BEGIN Records shown

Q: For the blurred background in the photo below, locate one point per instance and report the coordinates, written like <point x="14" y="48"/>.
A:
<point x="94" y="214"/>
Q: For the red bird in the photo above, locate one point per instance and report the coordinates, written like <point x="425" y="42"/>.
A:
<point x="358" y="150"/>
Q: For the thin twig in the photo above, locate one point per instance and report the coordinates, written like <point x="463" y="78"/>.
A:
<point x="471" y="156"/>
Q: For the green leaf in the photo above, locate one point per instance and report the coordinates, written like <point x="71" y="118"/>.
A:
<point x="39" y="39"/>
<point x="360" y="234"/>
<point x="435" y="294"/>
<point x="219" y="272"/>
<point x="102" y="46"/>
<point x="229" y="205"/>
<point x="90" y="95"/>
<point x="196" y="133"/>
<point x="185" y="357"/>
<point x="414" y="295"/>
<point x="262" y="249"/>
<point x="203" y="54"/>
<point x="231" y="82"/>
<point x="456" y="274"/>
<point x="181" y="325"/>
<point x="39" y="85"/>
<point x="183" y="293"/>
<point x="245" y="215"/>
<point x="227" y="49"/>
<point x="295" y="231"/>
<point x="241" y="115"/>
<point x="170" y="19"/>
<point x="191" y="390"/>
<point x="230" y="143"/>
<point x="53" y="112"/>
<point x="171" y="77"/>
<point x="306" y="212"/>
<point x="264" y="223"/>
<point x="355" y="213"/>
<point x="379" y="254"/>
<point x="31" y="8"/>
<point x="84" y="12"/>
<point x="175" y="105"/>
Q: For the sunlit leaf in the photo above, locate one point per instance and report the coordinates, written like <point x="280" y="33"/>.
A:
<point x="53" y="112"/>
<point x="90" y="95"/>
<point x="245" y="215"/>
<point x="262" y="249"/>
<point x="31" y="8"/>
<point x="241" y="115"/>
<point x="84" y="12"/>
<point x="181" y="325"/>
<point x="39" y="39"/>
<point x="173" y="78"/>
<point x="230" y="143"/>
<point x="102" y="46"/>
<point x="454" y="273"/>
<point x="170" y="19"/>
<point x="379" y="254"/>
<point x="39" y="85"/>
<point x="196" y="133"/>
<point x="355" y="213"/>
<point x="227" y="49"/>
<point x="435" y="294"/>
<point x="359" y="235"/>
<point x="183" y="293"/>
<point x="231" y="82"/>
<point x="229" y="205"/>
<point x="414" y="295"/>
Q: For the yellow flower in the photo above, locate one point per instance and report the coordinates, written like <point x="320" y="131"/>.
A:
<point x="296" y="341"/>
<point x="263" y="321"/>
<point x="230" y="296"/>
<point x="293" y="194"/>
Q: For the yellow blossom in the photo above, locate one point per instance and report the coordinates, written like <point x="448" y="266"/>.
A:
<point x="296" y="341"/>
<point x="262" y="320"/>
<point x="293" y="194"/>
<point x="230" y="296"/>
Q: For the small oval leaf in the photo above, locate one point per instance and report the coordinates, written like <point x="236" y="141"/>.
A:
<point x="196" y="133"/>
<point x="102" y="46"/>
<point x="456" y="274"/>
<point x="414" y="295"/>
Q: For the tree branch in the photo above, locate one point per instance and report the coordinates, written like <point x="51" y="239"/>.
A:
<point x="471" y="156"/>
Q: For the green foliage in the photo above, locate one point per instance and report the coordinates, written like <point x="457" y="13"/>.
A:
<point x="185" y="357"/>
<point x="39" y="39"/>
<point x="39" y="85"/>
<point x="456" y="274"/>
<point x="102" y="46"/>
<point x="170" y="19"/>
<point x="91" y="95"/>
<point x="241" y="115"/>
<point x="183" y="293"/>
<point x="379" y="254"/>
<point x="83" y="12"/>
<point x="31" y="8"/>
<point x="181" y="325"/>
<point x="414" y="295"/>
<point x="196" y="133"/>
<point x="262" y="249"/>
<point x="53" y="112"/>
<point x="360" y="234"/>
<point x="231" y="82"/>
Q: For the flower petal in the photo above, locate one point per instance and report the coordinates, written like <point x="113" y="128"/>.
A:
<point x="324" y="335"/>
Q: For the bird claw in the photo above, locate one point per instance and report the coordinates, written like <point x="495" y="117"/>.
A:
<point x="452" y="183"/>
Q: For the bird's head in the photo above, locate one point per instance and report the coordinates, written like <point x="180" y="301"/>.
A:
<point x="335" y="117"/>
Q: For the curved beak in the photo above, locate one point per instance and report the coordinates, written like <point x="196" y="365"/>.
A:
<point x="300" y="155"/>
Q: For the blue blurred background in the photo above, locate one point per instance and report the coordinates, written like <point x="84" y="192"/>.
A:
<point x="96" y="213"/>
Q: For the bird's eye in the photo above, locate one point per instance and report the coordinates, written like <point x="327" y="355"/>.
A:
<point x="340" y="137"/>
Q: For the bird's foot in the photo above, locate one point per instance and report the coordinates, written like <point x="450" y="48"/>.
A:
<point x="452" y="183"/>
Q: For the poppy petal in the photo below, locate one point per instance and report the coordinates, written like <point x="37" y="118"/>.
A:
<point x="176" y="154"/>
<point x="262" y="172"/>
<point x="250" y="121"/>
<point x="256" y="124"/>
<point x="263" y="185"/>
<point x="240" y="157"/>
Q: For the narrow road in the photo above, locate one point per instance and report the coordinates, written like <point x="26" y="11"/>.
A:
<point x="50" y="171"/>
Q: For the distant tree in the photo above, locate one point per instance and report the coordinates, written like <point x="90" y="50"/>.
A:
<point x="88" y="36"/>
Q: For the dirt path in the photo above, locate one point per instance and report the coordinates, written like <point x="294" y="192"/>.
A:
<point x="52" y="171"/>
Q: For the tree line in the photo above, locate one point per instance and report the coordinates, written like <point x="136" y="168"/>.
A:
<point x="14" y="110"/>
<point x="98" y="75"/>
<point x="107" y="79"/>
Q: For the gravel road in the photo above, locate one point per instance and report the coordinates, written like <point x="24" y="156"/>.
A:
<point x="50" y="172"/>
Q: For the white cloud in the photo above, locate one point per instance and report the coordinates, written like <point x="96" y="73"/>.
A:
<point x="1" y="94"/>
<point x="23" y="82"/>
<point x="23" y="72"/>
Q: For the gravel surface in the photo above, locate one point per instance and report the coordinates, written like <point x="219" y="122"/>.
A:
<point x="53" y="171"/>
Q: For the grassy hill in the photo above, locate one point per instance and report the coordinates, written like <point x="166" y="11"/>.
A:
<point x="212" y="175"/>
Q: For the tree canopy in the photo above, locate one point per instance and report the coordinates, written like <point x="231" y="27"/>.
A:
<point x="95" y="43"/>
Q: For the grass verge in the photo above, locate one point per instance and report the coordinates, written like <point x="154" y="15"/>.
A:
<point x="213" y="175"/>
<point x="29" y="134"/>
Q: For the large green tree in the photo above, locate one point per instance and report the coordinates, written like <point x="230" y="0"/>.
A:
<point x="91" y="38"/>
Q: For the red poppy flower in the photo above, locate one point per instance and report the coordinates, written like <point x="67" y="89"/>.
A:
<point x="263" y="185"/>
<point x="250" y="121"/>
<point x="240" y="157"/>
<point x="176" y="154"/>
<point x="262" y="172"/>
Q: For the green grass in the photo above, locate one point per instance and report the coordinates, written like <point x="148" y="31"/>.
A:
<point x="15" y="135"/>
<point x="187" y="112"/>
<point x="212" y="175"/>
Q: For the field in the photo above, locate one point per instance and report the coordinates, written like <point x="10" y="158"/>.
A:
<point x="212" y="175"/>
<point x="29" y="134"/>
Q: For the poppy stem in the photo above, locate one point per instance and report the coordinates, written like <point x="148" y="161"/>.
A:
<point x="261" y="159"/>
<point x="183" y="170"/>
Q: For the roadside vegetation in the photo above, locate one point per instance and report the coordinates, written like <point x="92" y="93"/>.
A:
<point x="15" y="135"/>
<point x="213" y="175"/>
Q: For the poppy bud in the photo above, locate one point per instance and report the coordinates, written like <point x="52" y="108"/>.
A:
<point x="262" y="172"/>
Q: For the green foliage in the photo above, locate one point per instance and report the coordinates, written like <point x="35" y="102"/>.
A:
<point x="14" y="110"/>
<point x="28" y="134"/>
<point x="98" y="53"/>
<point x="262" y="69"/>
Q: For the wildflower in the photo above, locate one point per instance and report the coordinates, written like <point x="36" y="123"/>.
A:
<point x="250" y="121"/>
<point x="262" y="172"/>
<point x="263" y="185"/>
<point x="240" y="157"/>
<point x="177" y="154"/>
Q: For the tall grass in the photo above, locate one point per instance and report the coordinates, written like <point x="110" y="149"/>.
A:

END Records shown

*Description of the task*. Please give the number of lines in the data above where the word "yellow" appears, and nothing besides.

*Completed exercise*. 2